=== Work to be completed ===
In the passage on Excel range names, copy the text from "And now, by" to "Excel’s range-naming mandate.", swapping "underscore" for "hyphen".

=== Page text ===
□ □ □ □ □

The default decisions above ascribe range names to every row and column in the selected range, the names coterminous with the labels in the range’s top row and left column – but you’ve probably figured that one out.

Our medical speciality dropdown-list menu remains in place in E1, and we’ll proceed to slot another dropdown in D1, this one comprising the week-wait labels in G3:BG3 (in fact the Treatment Functions Description in F3 likewise names its range, i.e. the medical speciality rubrics in F4:F22, but that name isn’t contributory to the process here). Then enter yet another dropdown in D2, referencing precisely the same range assigned to the menu in D1; and that apparent redundancy needs to be understood, of course (in fact you can simply copy D1 to D2; the menu will be duplicated).

And now, by the way – and this aside is far from incidental – we’ve learned why we needed to substitute the underscore for all those spaces a few paragraphs ago. Excel named ranges must comprise labels of contiguous text, and so when the spreadsheet meets up with a multi-worded header. it insists on exchanging a word-linking underscore for every space when it forges the range names. We thus had no choice but to do the same with the labels in F4:F22 and G3:B3, in order to anticipate and Excel’s range-naming mandate.

Now back to our budding formula. Say we want to learn the number of patients who have waited up to six weeks for treatment in oral surgery. Select that speciality in E1, and select Gt_00_To_01_Weeks_SUM in D1:

waiting3

Tick Gt_05_To_06_Weeks_SUM in E2, because we’re counting patient numbers through week 6 for the oral surgery specialty.

□ □ □ □ □

Point localization data:
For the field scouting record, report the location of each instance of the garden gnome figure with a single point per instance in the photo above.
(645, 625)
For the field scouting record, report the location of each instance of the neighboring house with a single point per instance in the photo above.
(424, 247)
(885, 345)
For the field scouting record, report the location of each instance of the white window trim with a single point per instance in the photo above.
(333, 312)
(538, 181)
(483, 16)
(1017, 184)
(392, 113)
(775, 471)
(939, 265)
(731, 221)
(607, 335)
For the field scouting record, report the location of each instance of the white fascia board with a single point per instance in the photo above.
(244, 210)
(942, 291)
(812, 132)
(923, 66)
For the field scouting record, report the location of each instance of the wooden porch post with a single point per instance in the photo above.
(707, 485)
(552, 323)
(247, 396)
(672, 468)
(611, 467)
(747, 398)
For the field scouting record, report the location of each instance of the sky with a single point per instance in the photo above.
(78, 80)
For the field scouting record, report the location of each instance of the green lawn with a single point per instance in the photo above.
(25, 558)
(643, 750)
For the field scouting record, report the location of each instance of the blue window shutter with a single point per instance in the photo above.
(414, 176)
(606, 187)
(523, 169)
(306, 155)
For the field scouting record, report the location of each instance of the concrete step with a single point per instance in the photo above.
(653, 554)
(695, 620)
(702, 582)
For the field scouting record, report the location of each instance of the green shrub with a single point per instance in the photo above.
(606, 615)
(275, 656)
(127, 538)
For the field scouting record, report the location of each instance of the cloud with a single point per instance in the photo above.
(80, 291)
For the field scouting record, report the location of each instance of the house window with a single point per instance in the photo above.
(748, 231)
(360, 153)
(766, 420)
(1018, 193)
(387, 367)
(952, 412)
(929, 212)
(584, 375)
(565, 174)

□ □ □ □ □

=== Result of the task ===
And now, by the way – and this aside is far from incidental – we’ve learned why we needed to substitute the hyphen for all those spaces a few paragraphs ago. Excel named ranges must comprise labels of contiguous text, and so when the spreadsheet meets up with a multi-worded header. it insists on exchanging a word-linking hyphen for every space when it forges the range names. We thus had no choice but to do the same with the labels in F4:F22 and G3:B3, in order to anticipate and Excel’s range-naming mandate.